WORK REQUIRED — Restate the complete material exactly.

GIVEN RECORDS —
<<<<
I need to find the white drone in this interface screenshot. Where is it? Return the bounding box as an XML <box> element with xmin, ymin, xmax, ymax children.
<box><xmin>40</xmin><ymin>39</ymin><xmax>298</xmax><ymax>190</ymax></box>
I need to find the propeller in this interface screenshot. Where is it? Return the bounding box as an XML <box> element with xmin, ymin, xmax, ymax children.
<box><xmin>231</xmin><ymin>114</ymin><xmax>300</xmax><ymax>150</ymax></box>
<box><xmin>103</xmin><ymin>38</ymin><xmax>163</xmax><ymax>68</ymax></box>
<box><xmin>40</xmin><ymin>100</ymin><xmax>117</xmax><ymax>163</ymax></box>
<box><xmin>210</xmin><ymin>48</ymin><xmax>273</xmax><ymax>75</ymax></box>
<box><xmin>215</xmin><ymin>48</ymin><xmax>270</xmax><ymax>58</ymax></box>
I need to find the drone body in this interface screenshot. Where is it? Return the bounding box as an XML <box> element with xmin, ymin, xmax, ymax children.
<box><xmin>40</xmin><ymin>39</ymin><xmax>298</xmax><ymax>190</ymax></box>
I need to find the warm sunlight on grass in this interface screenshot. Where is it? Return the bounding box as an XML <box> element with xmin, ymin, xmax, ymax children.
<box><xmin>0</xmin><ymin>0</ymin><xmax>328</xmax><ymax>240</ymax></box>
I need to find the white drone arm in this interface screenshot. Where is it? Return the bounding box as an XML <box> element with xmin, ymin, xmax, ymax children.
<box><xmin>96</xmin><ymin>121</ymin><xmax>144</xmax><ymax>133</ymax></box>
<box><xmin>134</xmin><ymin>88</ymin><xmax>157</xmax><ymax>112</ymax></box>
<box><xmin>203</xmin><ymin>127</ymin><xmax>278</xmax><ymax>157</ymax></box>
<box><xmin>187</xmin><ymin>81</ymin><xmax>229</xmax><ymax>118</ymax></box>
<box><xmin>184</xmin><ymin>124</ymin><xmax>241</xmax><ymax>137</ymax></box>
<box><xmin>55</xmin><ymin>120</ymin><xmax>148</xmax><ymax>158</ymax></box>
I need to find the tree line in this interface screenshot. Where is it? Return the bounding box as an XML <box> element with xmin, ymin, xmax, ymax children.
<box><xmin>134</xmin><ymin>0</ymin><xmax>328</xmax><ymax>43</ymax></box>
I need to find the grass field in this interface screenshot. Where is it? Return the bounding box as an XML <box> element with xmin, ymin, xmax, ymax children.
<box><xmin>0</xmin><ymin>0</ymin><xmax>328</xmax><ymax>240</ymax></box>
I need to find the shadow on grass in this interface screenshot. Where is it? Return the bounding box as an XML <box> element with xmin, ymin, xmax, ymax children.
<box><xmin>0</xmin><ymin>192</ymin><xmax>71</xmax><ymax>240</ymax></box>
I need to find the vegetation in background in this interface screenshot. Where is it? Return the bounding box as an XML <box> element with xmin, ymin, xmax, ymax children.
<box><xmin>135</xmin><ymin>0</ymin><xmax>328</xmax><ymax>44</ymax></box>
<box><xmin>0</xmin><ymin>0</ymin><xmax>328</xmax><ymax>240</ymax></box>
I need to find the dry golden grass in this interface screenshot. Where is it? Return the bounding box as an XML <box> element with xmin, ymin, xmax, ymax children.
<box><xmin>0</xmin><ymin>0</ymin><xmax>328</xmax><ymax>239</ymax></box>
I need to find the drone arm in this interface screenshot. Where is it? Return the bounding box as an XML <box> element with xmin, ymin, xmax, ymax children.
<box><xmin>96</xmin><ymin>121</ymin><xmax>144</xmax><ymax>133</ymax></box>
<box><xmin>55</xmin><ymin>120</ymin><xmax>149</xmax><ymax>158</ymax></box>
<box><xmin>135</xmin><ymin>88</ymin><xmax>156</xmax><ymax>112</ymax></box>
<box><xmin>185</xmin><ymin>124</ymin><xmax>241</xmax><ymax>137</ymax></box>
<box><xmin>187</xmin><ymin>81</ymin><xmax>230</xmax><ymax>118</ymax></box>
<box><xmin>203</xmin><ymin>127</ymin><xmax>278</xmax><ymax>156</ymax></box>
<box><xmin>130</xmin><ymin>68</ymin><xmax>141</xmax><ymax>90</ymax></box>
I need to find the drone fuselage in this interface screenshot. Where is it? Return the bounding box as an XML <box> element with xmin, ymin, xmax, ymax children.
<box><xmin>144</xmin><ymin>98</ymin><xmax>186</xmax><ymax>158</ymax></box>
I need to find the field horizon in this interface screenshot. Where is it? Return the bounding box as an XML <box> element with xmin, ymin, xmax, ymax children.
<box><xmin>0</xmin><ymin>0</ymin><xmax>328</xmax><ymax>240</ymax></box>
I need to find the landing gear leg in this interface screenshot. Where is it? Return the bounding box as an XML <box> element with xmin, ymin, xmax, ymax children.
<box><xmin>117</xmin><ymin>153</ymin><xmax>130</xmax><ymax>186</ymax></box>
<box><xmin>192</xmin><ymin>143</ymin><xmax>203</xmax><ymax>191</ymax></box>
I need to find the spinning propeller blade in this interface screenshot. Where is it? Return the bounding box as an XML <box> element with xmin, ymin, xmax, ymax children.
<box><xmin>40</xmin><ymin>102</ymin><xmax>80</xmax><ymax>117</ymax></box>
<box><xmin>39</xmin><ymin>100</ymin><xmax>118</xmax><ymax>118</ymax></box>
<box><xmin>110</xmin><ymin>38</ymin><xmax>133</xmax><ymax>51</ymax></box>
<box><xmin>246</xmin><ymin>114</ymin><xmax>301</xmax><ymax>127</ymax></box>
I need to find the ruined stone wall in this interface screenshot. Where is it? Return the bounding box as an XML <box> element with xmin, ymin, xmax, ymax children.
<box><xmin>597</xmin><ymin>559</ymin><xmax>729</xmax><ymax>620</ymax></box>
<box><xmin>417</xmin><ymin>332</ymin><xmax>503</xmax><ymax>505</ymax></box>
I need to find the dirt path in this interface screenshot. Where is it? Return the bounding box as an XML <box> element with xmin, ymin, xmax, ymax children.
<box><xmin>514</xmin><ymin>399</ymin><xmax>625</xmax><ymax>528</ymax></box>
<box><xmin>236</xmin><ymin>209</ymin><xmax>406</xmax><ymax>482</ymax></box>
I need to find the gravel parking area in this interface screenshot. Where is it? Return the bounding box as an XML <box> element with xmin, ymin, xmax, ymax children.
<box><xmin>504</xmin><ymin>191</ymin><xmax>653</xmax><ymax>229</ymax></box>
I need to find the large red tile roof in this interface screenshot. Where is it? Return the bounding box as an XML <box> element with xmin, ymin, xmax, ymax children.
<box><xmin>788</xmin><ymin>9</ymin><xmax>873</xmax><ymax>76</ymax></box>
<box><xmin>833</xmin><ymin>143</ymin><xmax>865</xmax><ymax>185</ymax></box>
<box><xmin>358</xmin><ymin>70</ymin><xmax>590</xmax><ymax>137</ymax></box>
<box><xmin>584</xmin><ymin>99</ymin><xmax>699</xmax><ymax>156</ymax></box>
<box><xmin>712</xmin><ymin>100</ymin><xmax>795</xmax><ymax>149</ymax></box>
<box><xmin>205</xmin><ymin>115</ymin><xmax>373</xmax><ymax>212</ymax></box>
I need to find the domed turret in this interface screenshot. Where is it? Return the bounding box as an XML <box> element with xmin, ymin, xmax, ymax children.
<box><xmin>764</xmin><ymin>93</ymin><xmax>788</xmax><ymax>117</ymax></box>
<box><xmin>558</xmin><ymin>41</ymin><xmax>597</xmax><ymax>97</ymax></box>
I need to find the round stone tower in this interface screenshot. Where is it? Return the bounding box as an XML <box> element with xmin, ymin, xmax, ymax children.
>>>>
THE RESULT —
I need to find the white drone in this interface screenshot. Where is it? Return the bounding box as an XML <box> element with xmin, ymin, xmax, ymax children.
<box><xmin>40</xmin><ymin>39</ymin><xmax>298</xmax><ymax>190</ymax></box>
I need to find the propeller in this interface screenshot. Where is it? Return the bounding box as an XML <box> element with xmin, ymin, xmax, ymax children.
<box><xmin>231</xmin><ymin>114</ymin><xmax>300</xmax><ymax>150</ymax></box>
<box><xmin>103</xmin><ymin>38</ymin><xmax>163</xmax><ymax>68</ymax></box>
<box><xmin>40</xmin><ymin>100</ymin><xmax>117</xmax><ymax>163</ymax></box>
<box><xmin>210</xmin><ymin>48</ymin><xmax>273</xmax><ymax>75</ymax></box>
<box><xmin>215</xmin><ymin>48</ymin><xmax>270</xmax><ymax>58</ymax></box>
I need to find the drone body in this interface screenshot. Where is it? Return the bounding box as an XML <box> element with xmin, ymin, xmax, ymax children.
<box><xmin>40</xmin><ymin>39</ymin><xmax>298</xmax><ymax>190</ymax></box>
I need to find the warm sunlight on grass in this interface screenshot. Where is it? Return the bounding box as an XML <box> element with xmin, ymin, xmax, ymax children.
<box><xmin>0</xmin><ymin>0</ymin><xmax>328</xmax><ymax>240</ymax></box>
I need to find the white drone arm in this interface screenshot. Where is it? Return the bounding box as an XML <box> element with xmin, ymin, xmax, ymax children.
<box><xmin>96</xmin><ymin>121</ymin><xmax>144</xmax><ymax>133</ymax></box>
<box><xmin>134</xmin><ymin>88</ymin><xmax>157</xmax><ymax>112</ymax></box>
<box><xmin>203</xmin><ymin>127</ymin><xmax>278</xmax><ymax>157</ymax></box>
<box><xmin>187</xmin><ymin>81</ymin><xmax>229</xmax><ymax>118</ymax></box>
<box><xmin>184</xmin><ymin>124</ymin><xmax>241</xmax><ymax>137</ymax></box>
<box><xmin>55</xmin><ymin>120</ymin><xmax>148</xmax><ymax>158</ymax></box>
I need to find the tree line in this interface screenshot. Where is it? Return the bounding box as an XML <box> element with xmin, ymin, xmax, ymax children.
<box><xmin>134</xmin><ymin>0</ymin><xmax>328</xmax><ymax>43</ymax></box>
I need to find the grass field in this interface screenshot. Where is it? Return the bounding box as an XML <box> element with xmin, ymin, xmax, ymax children.
<box><xmin>0</xmin><ymin>0</ymin><xmax>328</xmax><ymax>240</ymax></box>
I need to find the shadow on grass in this interface screenshot. Where is it? Return the bounding box as an XML <box> element with xmin, ymin, xmax, ymax children.
<box><xmin>0</xmin><ymin>192</ymin><xmax>71</xmax><ymax>240</ymax></box>
I need to find the vegetation in background in this interface screenshot. Where is it? Return the bounding box as an XML <box> element with xmin, ymin, xmax, ymax children.
<box><xmin>135</xmin><ymin>0</ymin><xmax>328</xmax><ymax>44</ymax></box>
<box><xmin>0</xmin><ymin>0</ymin><xmax>328</xmax><ymax>240</ymax></box>
I need to find the dry golden grass in this interface screenshot. Where is it? Return the bounding box as an XML <box> element with xmin, ymin, xmax, ymax children.
<box><xmin>0</xmin><ymin>0</ymin><xmax>328</xmax><ymax>239</ymax></box>
I need to find the drone arm in this interface screenshot. Where is it? Return the bounding box as an XML <box> element with xmin, ymin, xmax, ymax children.
<box><xmin>96</xmin><ymin>121</ymin><xmax>144</xmax><ymax>133</ymax></box>
<box><xmin>55</xmin><ymin>120</ymin><xmax>149</xmax><ymax>158</ymax></box>
<box><xmin>135</xmin><ymin>88</ymin><xmax>156</xmax><ymax>112</ymax></box>
<box><xmin>185</xmin><ymin>124</ymin><xmax>241</xmax><ymax>137</ymax></box>
<box><xmin>187</xmin><ymin>81</ymin><xmax>230</xmax><ymax>118</ymax></box>
<box><xmin>203</xmin><ymin>127</ymin><xmax>278</xmax><ymax>156</ymax></box>
<box><xmin>130</xmin><ymin>68</ymin><xmax>141</xmax><ymax>90</ymax></box>
I need to find the drone fuselage in this interface screenshot. Where is it? Return the bounding box as an XML <box> element with xmin, ymin, xmax, ymax children.
<box><xmin>144</xmin><ymin>98</ymin><xmax>186</xmax><ymax>158</ymax></box>
I need to find the field horizon in this interface screenshot. Where is it? Return the bounding box as an XML <box> element with xmin, ymin, xmax, ymax children.
<box><xmin>0</xmin><ymin>0</ymin><xmax>328</xmax><ymax>240</ymax></box>
I need to find the landing gear leg in this interface screenshot. Where is it? Return the bounding box as an XML <box> element with xmin, ymin, xmax, ymax children.
<box><xmin>117</xmin><ymin>153</ymin><xmax>130</xmax><ymax>186</ymax></box>
<box><xmin>192</xmin><ymin>143</ymin><xmax>203</xmax><ymax>191</ymax></box>
I need to find the spinning propeller blade in this interface screenshot. Where is it? Return the bounding box as an XML <box> element with xmin, ymin, xmax, ymax children.
<box><xmin>40</xmin><ymin>102</ymin><xmax>80</xmax><ymax>117</ymax></box>
<box><xmin>39</xmin><ymin>100</ymin><xmax>118</xmax><ymax>118</ymax></box>
<box><xmin>110</xmin><ymin>38</ymin><xmax>133</xmax><ymax>51</ymax></box>
<box><xmin>246</xmin><ymin>114</ymin><xmax>301</xmax><ymax>127</ymax></box>
I need to find the ruined stone wall in this interface screenshot. Where is it? Return the bounding box as an XML <box> element with xmin, ymin, xmax, ymax children.
<box><xmin>597</xmin><ymin>559</ymin><xmax>729</xmax><ymax>620</ymax></box>
<box><xmin>417</xmin><ymin>332</ymin><xmax>503</xmax><ymax>505</ymax></box>
I need to find the dirt path in this interface screenshot. Where is it? Return the bounding box as an XML <box> element with xmin, ymin, xmax, ymax children.
<box><xmin>514</xmin><ymin>399</ymin><xmax>625</xmax><ymax>528</ymax></box>
<box><xmin>236</xmin><ymin>209</ymin><xmax>406</xmax><ymax>482</ymax></box>
I need to find the gravel parking area in this interface screenshot. Where is it? Return the bounding box as an XML <box> element with xmin, ymin, xmax, ymax children.
<box><xmin>504</xmin><ymin>191</ymin><xmax>653</xmax><ymax>229</ymax></box>
I need to find the large red tile roof in this interface screenshot. Where is it? Return the bounding box as an XML <box> element with xmin, ymin, xmax, ymax children.
<box><xmin>788</xmin><ymin>9</ymin><xmax>873</xmax><ymax>76</ymax></box>
<box><xmin>833</xmin><ymin>143</ymin><xmax>865</xmax><ymax>185</ymax></box>
<box><xmin>358</xmin><ymin>70</ymin><xmax>590</xmax><ymax>137</ymax></box>
<box><xmin>584</xmin><ymin>99</ymin><xmax>699</xmax><ymax>156</ymax></box>
<box><xmin>712</xmin><ymin>100</ymin><xmax>795</xmax><ymax>149</ymax></box>
<box><xmin>205</xmin><ymin>115</ymin><xmax>373</xmax><ymax>212</ymax></box>
I need to find the domed turret in this interface screenshot. Where is it? Return the bounding box as an XML <box> element with xmin, ymin, xmax, ymax children.
<box><xmin>764</xmin><ymin>93</ymin><xmax>788</xmax><ymax>117</ymax></box>
<box><xmin>558</xmin><ymin>41</ymin><xmax>597</xmax><ymax>97</ymax></box>
I need to find the round stone tower in this interface screenshot. Where is it? Return the bounding box as an XML <box> element with xmin, ymin, xmax, ymax children.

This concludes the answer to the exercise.